TASKS:
A) In the study summary on residual kidney function, how many follow-up measurements were used to validate the model?
B) Reproduce the part of the study summary on residual kidney function between "Retrospective, predictive modeling" and "24-hour urine volume.", inclusive.

SOURCE PASSAGE:
UC Davis

Rationale and objective

Quantification of residual native kidney function (RKF) is rarely performed in patients on hemodialysis. Methods of estimating residual kidney urea clearance (K_RU) that use commonly available laboratory and clinical data, with or without urine volume information, may be useful tools.

Study design

Retrospective, predictive modeling and model validation.

Setting and participants

Initial timed urine collections in 604 incident in-center hemodialysis patients on thrice weekly treatments from a single academic center where K_RU is measured in usual care.

Predictors

Models using combination of serum creatinine and urea, age, weight, height, gender, race, fluid weight gains, and with and without 24-hour urine volume.

Outcomes

Residual kidney urea clearance.

Analytic approach

Generalized linear model was used for model development for K_RU using the first urine collection in 604 patients, as both a continuous and binary outcome (for >2.5 mL/min). Model validation was done by bootstrap resampling of the development cohort and with 1093 follow-up measurements.

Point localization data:
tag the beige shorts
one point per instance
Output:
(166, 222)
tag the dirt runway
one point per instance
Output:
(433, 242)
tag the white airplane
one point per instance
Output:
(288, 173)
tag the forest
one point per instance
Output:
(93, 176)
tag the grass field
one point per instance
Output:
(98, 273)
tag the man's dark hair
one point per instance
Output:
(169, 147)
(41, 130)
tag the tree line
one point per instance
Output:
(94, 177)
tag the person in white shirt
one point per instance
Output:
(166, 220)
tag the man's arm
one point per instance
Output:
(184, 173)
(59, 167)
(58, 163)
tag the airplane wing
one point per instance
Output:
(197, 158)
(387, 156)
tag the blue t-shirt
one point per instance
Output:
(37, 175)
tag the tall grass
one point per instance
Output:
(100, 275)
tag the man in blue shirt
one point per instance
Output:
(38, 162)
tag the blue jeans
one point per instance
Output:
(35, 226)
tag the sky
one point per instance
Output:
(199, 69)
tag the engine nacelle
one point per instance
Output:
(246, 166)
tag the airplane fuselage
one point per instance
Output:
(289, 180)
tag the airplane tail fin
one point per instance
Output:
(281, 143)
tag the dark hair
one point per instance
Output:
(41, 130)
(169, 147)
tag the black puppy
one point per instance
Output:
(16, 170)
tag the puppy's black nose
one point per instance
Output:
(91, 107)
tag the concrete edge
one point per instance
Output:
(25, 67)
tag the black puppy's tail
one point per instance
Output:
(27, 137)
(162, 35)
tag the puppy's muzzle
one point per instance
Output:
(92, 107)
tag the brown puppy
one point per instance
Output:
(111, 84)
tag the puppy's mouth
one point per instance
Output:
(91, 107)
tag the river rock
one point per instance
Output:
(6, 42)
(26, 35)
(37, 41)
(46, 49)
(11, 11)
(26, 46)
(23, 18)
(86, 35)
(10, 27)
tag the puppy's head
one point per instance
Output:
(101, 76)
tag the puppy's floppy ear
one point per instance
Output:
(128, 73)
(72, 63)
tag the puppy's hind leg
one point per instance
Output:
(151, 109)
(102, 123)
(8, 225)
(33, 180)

SOLUTIONS BY TASK:
A) 1093

B)
Retrospective, predictive modeling and model validation.

Setting and participants

Initial timed urine collections in 604 incident in-center hemodialysis patients on thrice weekly treatments from a single academic center where K_RU is measured in usual care.

Predictors

Models using combination of serum creatinine and urea, age, weight, height, gender, race, fluid weight gains, and with and without 24-hour urine volume.